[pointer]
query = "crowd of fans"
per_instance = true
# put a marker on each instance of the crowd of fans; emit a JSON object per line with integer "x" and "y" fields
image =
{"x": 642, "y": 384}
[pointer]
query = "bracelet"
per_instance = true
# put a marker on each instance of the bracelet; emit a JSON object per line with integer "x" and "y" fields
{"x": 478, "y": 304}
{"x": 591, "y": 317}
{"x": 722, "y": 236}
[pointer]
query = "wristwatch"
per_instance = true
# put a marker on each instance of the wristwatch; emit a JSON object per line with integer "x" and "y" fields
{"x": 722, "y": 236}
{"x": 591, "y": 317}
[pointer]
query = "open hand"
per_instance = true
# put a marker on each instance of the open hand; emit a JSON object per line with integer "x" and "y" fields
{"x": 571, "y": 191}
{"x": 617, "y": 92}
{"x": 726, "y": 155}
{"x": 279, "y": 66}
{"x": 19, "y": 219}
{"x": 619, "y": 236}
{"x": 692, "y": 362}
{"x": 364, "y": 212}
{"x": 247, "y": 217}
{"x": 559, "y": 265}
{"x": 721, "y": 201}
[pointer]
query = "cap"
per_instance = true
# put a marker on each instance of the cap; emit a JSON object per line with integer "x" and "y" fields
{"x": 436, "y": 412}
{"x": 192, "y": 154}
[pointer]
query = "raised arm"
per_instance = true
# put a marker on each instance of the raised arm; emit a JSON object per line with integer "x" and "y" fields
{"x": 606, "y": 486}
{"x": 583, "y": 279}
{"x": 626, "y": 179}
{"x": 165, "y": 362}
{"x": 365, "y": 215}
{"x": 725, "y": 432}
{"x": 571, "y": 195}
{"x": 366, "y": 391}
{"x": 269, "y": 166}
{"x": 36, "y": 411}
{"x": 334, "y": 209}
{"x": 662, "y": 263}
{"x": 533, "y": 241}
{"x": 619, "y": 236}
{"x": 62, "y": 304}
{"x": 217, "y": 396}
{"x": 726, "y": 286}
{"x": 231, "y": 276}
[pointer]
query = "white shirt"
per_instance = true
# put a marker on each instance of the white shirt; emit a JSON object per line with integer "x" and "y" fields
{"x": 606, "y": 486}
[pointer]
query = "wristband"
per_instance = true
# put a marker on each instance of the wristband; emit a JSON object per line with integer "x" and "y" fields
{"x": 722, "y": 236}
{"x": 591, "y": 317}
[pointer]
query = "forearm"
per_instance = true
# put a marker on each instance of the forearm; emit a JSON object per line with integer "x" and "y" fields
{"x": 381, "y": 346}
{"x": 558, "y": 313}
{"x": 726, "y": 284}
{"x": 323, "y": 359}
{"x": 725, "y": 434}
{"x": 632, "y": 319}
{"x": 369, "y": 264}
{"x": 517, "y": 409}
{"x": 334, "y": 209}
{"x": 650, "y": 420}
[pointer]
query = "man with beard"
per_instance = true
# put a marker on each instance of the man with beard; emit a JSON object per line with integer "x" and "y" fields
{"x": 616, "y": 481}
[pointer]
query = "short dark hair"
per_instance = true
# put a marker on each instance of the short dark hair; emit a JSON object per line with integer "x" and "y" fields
------------
*Written request:* Pick out every line in the material above that contains the word "hair". Matches must have the same uppercase and lowercase letters.

*Expected answer:*
query = "short dark hair"
# put a marker on each instance of the short dark hair; emit a JSON object per line with integer "x" and "y" fields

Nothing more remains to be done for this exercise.